(Point annotations for photos)
## start
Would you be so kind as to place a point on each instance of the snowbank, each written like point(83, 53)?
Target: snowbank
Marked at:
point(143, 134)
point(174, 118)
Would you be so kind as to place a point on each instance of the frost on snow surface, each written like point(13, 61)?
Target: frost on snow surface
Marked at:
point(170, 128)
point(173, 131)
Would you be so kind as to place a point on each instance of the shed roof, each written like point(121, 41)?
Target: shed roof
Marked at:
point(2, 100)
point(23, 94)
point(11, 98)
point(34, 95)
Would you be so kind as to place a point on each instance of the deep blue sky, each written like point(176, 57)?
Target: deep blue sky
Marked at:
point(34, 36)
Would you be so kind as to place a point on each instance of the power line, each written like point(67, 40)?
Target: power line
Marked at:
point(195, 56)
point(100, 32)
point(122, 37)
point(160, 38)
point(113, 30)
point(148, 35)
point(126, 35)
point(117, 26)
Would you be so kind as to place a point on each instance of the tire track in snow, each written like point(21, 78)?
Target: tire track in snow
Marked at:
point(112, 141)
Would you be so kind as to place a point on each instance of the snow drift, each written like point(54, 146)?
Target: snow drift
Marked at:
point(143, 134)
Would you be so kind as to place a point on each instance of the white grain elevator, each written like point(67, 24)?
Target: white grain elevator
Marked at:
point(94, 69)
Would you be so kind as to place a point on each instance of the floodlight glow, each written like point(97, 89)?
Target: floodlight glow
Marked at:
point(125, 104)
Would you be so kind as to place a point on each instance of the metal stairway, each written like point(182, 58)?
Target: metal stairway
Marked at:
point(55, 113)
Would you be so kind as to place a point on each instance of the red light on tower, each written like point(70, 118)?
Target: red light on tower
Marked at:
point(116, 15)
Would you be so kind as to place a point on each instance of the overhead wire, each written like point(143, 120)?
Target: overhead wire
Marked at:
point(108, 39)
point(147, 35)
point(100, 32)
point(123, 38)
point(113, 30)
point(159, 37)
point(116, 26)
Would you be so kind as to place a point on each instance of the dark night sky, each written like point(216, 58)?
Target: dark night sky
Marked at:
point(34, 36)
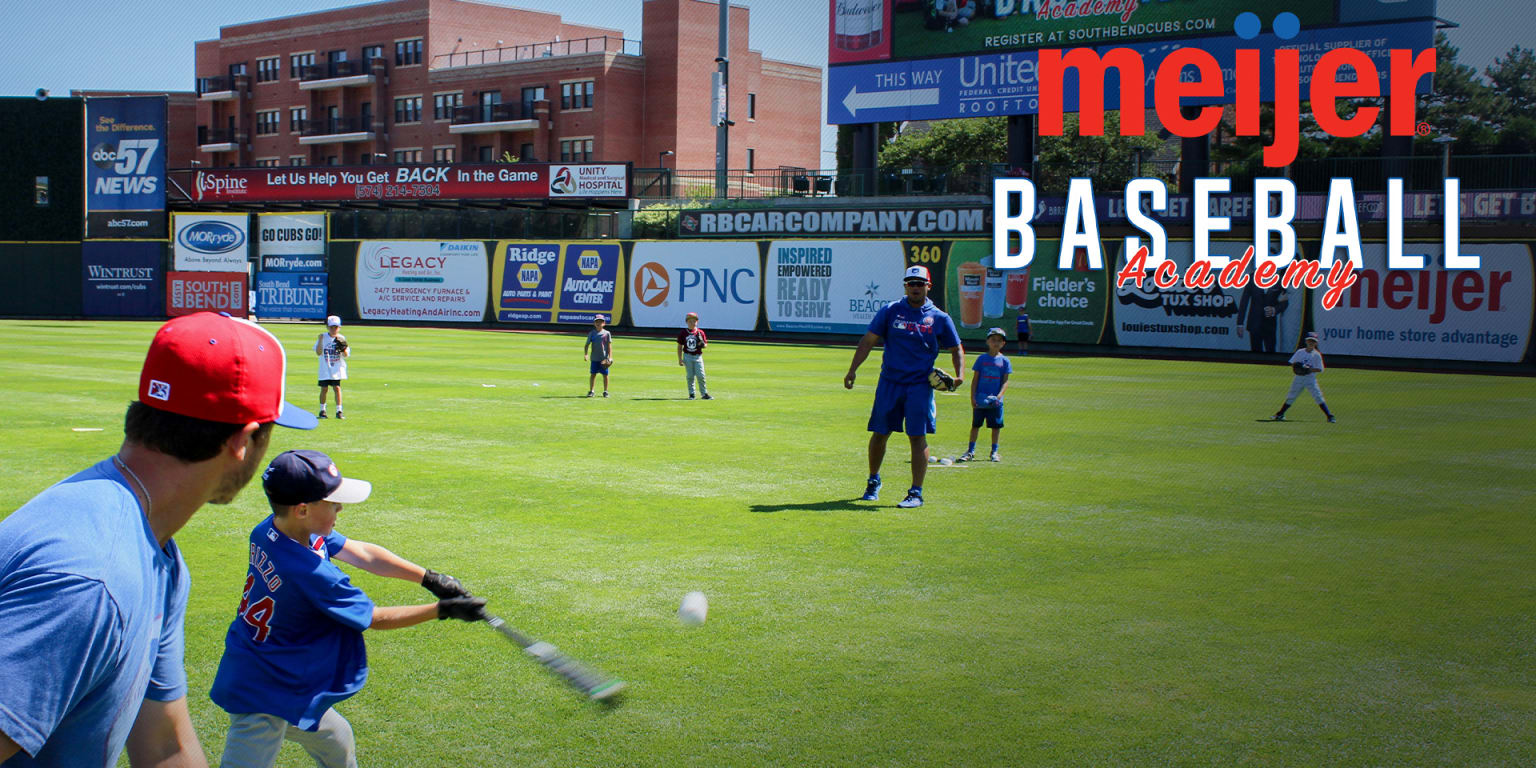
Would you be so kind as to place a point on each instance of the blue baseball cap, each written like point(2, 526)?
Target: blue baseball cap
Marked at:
point(303, 476)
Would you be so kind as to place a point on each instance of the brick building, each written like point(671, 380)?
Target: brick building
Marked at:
point(456, 80)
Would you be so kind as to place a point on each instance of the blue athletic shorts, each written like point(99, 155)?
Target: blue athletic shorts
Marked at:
point(903, 403)
point(991, 417)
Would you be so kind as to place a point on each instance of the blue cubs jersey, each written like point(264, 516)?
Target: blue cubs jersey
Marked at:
point(295, 645)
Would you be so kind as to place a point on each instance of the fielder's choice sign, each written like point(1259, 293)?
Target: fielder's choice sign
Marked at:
point(440, 182)
point(211, 241)
point(1433, 312)
point(718, 280)
point(421, 280)
point(1211, 318)
point(188, 292)
point(126, 168)
point(971, 220)
point(830, 286)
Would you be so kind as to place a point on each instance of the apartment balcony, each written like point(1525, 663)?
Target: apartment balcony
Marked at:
point(335, 131)
point(492, 119)
point(337, 74)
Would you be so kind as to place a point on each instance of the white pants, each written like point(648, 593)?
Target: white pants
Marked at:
point(695, 366)
point(1304, 383)
point(255, 739)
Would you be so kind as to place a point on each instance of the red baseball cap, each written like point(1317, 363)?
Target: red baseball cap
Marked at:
point(217, 367)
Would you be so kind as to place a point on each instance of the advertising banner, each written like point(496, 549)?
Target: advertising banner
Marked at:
point(126, 168)
point(968, 220)
point(291, 241)
point(1063, 306)
point(441, 182)
point(211, 241)
point(298, 295)
point(1433, 312)
point(123, 280)
point(830, 286)
point(188, 292)
point(558, 281)
point(721, 281)
point(421, 280)
point(1249, 318)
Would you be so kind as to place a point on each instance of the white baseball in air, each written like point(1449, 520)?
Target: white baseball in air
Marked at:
point(695, 609)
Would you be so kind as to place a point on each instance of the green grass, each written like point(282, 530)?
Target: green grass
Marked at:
point(1149, 578)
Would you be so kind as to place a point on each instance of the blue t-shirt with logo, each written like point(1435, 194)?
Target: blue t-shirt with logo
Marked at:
point(91, 613)
point(913, 338)
point(295, 645)
point(989, 370)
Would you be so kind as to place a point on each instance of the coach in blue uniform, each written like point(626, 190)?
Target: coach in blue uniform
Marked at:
point(913, 331)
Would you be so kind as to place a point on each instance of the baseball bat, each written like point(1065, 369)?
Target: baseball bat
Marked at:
point(595, 685)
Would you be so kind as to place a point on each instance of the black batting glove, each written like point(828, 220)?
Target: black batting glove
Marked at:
point(443, 585)
point(463, 609)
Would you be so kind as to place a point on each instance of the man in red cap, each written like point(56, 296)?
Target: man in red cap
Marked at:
point(92, 587)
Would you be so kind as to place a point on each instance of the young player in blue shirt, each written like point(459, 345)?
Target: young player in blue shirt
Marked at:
point(914, 331)
point(295, 647)
point(986, 392)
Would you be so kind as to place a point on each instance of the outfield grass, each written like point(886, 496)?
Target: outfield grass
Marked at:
point(1149, 578)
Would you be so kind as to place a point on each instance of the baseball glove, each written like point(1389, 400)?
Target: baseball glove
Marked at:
point(940, 381)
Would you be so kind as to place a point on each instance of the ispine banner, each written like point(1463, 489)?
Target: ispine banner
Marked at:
point(421, 280)
point(1440, 314)
point(1248, 318)
point(126, 168)
point(1060, 304)
point(123, 280)
point(721, 281)
point(211, 241)
point(297, 295)
point(188, 292)
point(291, 241)
point(830, 286)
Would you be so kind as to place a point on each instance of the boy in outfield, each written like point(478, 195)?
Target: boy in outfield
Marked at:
point(334, 352)
point(986, 392)
point(599, 350)
point(1306, 363)
point(295, 647)
point(690, 354)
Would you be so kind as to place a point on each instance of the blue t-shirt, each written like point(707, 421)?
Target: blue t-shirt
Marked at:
point(989, 372)
point(91, 613)
point(913, 338)
point(295, 645)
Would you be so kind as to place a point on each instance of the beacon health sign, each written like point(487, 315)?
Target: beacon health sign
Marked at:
point(1440, 314)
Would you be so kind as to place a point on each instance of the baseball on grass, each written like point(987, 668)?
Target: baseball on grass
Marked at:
point(695, 609)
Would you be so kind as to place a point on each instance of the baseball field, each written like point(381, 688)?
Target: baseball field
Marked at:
point(1151, 575)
## end
◆ What is expected ◆
Copy out all of the rows above, switching every "Marked at" to "Located at" and changing nothing else. Leave the pictures out of your answer.

◆ Exercise answer ◆
Would you be so kind as to place a point on each instance of the snowbank, each written like point(83, 53)?
Target: snowbank
Located at:
point(143, 134)
point(174, 118)
Would you be so kind as to place a point on each instance of the frost on snow surface, each written like point(13, 61)?
Target: frost on snow surface
Located at:
point(170, 128)
point(173, 131)
Would you be so kind as to place a point on each instance of the shed roof, each written like point(121, 41)?
Target: shed roof
Located at:
point(2, 100)
point(23, 94)
point(11, 98)
point(34, 95)
Would you be so kind as to place a point on each instance of the deep blue sky, each written like point(176, 57)?
Target: deep blue sky
Located at:
point(34, 36)
Would you be so kind as to place a point on each instance of the power line, each written like point(67, 40)?
Target: power line
Located at:
point(195, 56)
point(100, 32)
point(122, 37)
point(160, 38)
point(113, 30)
point(148, 35)
point(126, 35)
point(117, 26)
Would you be so kind as to place a point on each instance of the tire track in snow, each written like point(21, 78)?
Target: tire track in snow
Located at:
point(112, 141)
Would you be so kind as to place a point on each instance of the snow drift, each written like point(54, 146)?
Target: snow drift
Located at:
point(143, 134)
Would you be so kind as to place a point on each instance of the white grain elevator, each written like point(67, 24)?
Target: white grain elevator
Located at:
point(94, 69)
Would you be so kind as to place a point on each instance of the floodlight glow, each written like point(97, 89)?
Target: floodlight glow
Located at:
point(125, 104)
Would you be so kind as to place a point on each instance of the metal stairway, each written like point(182, 58)?
Target: metal stairway
Located at:
point(55, 113)
Would you be so kind as to place a point on each instance of the red light on tower, each written like point(70, 118)?
Target: red light on tower
Located at:
point(116, 15)
Would you be so kind as to place a point on each instance of the overhead wire, each written like point(143, 120)?
Target: overhead wire
Located at:
point(108, 39)
point(147, 35)
point(100, 32)
point(123, 38)
point(113, 30)
point(159, 37)
point(116, 26)
Would you be so kind as to place a point on each instance of the dark night sky, each written like point(216, 58)?
Target: dark night sky
Located at:
point(34, 36)
Would you be so kind as to place a point on each instance of the blue baseball cap, each written like point(2, 526)?
Target: blue baseball cap
Located at:
point(303, 476)
Would you be so kind as to place a point on each instance of the brick building, each written like point(671, 380)?
Target: brick building
Located at:
point(456, 80)
Would you be so kind as to place a point on each instance of the blue athletic shorts, each written like point(99, 155)?
Target: blue athletic shorts
Located at:
point(903, 403)
point(991, 417)
Would you be so kind as to place a point on each instance of the blue cubs jersey, each written like point(264, 516)?
Target: blue cubs jersey
Located at:
point(295, 645)
Would you be so kind as to place a point on each instance of the fielder's choice sign, each written like point(1259, 293)?
Target: fielder's choice sign
Located at:
point(440, 182)
point(211, 241)
point(1433, 312)
point(718, 280)
point(421, 280)
point(1211, 318)
point(188, 292)
point(126, 168)
point(971, 220)
point(830, 286)
Would you be so kind as to place a point on each instance of the apartment balcony, each written like point(1525, 663)?
Target: apartment balcony
Located at:
point(335, 131)
point(492, 119)
point(337, 74)
Would you be so kind as to place a point on each instance of the white pants, each written like point(648, 593)?
Target: white pants
Located at:
point(695, 366)
point(1304, 383)
point(255, 739)
Would you be so kind as to place a point on each instance of the red baseball cap, each written like point(1317, 363)?
Target: red baseball cap
Located at:
point(217, 367)
Would you be so kind as to place a point on each instance of the advertising banner, each written like point(496, 549)?
Target: advertising banner
Located at:
point(126, 168)
point(968, 220)
point(291, 241)
point(1063, 306)
point(441, 182)
point(211, 241)
point(298, 295)
point(1433, 312)
point(123, 280)
point(830, 286)
point(188, 292)
point(558, 281)
point(721, 281)
point(421, 280)
point(1249, 318)
Would you be so kind as to place a point on each instance of the white baseball in air, each written like point(1449, 520)?
Target: white baseball in air
Located at:
point(695, 609)
Would you be so kind as to place a point on each instance of the green grass, each written like point(282, 530)?
Target: green grass
Located at:
point(1149, 578)
Would you be so kind as to place a point on each instance of the blue t-shirt with logo, each written like point(1435, 194)?
Target: blue t-shirt with logo
Located at:
point(91, 613)
point(913, 338)
point(295, 645)
point(989, 370)
Would you be so kind as to place a point on each instance of the coach in blue uniform, each written like point(626, 190)?
Target: coach in blue uniform
Located at:
point(913, 331)
Would you be so kind as to place a point on each instance of the baseball bat, each written like point(1065, 369)?
Target: baseball bat
Located at:
point(595, 685)
Would you be so kind as to place a point on each instance of the black batting glove, each written like point(828, 220)?
Target: black batting glove
Located at:
point(443, 585)
point(463, 609)
Would you be so kind as to place a point on each instance of the man in red cap, each written like point(56, 296)?
Target: man in red cap
Located at:
point(92, 587)
Would you be so kind as to place a point on each instance of the young player in blue shirt, each written like point(459, 345)?
Target: young player in blue shirt
Located at:
point(914, 331)
point(295, 647)
point(986, 392)
Would you be so kind as to place a point on each instance of the outfield grass, each written like point(886, 496)?
Target: outfield grass
Located at:
point(1149, 578)
Would you be so kind as to place a point on each instance of the baseball glove, each written like point(1389, 400)?
Target: baseball glove
Located at:
point(940, 381)
Would you be so kind as to place a point on each instance of the ispine banner, each written like point(1463, 489)?
Target: ispine banner
Located at:
point(421, 280)
point(1440, 314)
point(1248, 318)
point(126, 168)
point(1060, 304)
point(123, 280)
point(721, 281)
point(211, 241)
point(297, 295)
point(188, 292)
point(291, 241)
point(830, 286)
Would you be so kind as to place a point on each instance of the boy in outfield, each written like point(478, 195)?
Target: boy in outfield
Located at:
point(334, 352)
point(986, 392)
point(599, 350)
point(1306, 363)
point(295, 647)
point(690, 354)
Would you be so kind as to place a point on each instance of the blue t-shirt, each written like point(707, 421)?
Target: blue t-shirt
Located at:
point(989, 372)
point(91, 613)
point(913, 338)
point(295, 645)
Would you be so kind as to place a point on each instance of the beacon health sign, each written like point(487, 315)?
Target: beacon health sign
Located at:
point(1440, 314)
Would you be so kind as to place a point on each instance of the baseball on grass, each written like point(987, 668)?
Target: baseball on grass
Located at:
point(695, 609)
Would you be so kind as to place a point on each instance of the baseball field, each written like point(381, 688)?
Target: baseball field
Located at:
point(1151, 575)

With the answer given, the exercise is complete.